** Texto fuente **
Usted recuerda la escena: aparecieron las fotos en todas partes y las entrevistas y reportajes televisivos no se hicieron esperar. Fue la más extraña nota de color de la temporada del Oscar 2006. Me refiero al momento en el que David Lynch decidió, sin un dólar en el bolsillo, que tenía que hacer campaña para que su actriz favorita, cómplice de tres filmes y una serie de televisión, Laura Dern, fuera nominada al Oscar por su actuación protagónica en El imperio (2006).
Lynch mandó hacer un par de letreros (“For your consideration: Laura Dern”), tomó una silla de madera, se llevó a una vaca llamada Georgia y se colocó, un par de días, en la esquina de Hollywood Boulevard y La Brea Avenue para decirle a toda la gente que se le acercara –reporteros, curiosos y uno que otro votante de la academia gringa– que Laura Dern merecía el Oscar ese año. Por desgracia, pero previsiblemente, porque Hollywood no puede evitar ser Hollywood, Dern no fue nominada por esa actuación y El imperio no obtuvo un solo reconocimiento de parte de la academia estadounidense.
No es que este olímpico ninguneo fuera algo nuevo para Lynch: por más que Hollywood tratara de lavarse la cara al otorgarle un Oscar honorario en 2020, a lo largo de su prolífica e incansable carrera cinematográfica –un centenar de obras entre cortometrajes, videos musicales, episodios televisivos, una decena de largometrajes y hasta varios comerciales para Calvin Klein– el director de El hombre elefante (1980) nunca pudo encajar por completo en Hollywood y la industria fílmica estadounidense tampoco supo qué hacer con él. Por fortuna.

Registros del conjunto de datos de señalamiento
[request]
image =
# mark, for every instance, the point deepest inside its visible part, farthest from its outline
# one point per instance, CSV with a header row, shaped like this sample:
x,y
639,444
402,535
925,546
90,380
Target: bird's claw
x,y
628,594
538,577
...
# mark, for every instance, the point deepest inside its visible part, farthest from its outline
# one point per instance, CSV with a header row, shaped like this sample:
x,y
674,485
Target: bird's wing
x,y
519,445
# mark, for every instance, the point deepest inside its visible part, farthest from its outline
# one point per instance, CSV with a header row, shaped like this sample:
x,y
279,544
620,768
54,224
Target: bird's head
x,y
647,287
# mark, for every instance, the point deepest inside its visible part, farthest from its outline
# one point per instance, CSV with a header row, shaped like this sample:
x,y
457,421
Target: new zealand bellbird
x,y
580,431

** Consignas **
1. Edita el texto sobre David Lynch de "Lynch mandó hacer" a "la academia estadounidense." y reprodúcelo sustituyendo "silla de madera" por "silla plegable".
2. Indica si cada afirmación concuerda con el texto sobre David Lynch y respalda tu respuesta con las palabras decisivas del texto: (a) Lynch se instaló en la esquina de Hollywood Boulevard y La Brea Avenue; (b) Laura Dern fue nominada al Oscar por su actuación en El imperio; (c) Lynch recibió un Oscar honorario en 2020.
3. Prosigue el texto sobre David Lynch a partir de su última oración.

** Respuestas por tarea **
1.
Lynch mandó hacer un par de letreros (“For your consideration: Laura Dern”), tomó una silla plegable, se llevó a una vaca llamada Georgia y se colocó, un par de días, en la esquina de Hollywood Boulevard y La Brea Avenue para decirle a toda la gente que se le acercara –reporteros, curiosos y uno que otro votante de la academia gringa– que Laura Dern merecía el Oscar ese año. Por desgracia, pero previsiblemente, porque Hollywood no puede evitar ser Hollywood, Dern no fue nominada por esa actuación y El imperio no obtuvo un solo reconocimiento de parte de la academia estadounidense.

2.
(a) Sí: "se colocó, un par de días, en la esquina de Hollywood Boulevard y La Brea Avenue".
(b) No: "Dern no fue nominada por esa actuación".
(c) Sí: "al otorgarle un Oscar honorario en 2020".

3.
La anécdota de la vaca, el cartel y la silla expresan mejor que nada esa insólita mezcla de fascinante excentricidad y elemental cotidianeidad que cruza toda la obra de Lynch, desde sus primeros cortometrajes surrealistas realizados a fines de los años sesenta. El hijo de un granjero e investigador científico que trabajaba para el Departamento de Agricultura y de una neoyorkina nacida en Brooklyn y acostumbrada a los peligros de la gran ciudad, Lynch nació en Missoula, Montana, una pequeña ciudad del medio oeste gringo que el día de hoy tiene apenas poco más de 70 mil habitantes. Durante su infancia y adolescencia, Lynch creció en media docena de ciudades similares en donde, según dijo en alguna entrevista, abundaban las casas con el césped bien cortado, los árboles rectos y frondosos, el cielo azul, los lagos limpios y los campamentos nocturnos alrededor del fuego. O sea, el sueño pastoral americano, idílico y puro. Pero luego, el joven Lynch viajaba a Nueva York a visitar a los abuelos maternos, y otro tipo de sociedad se revelaba ante él: ruidosa, oscura y acechante. Con el paso del tiempo, Lynch empezó a sospechar que esa placidez de la América rural bien podía ser solo una fachada y que los peligros eran los mismos que podría encontrar en los callejones oscuros de cualquier gran ciudad.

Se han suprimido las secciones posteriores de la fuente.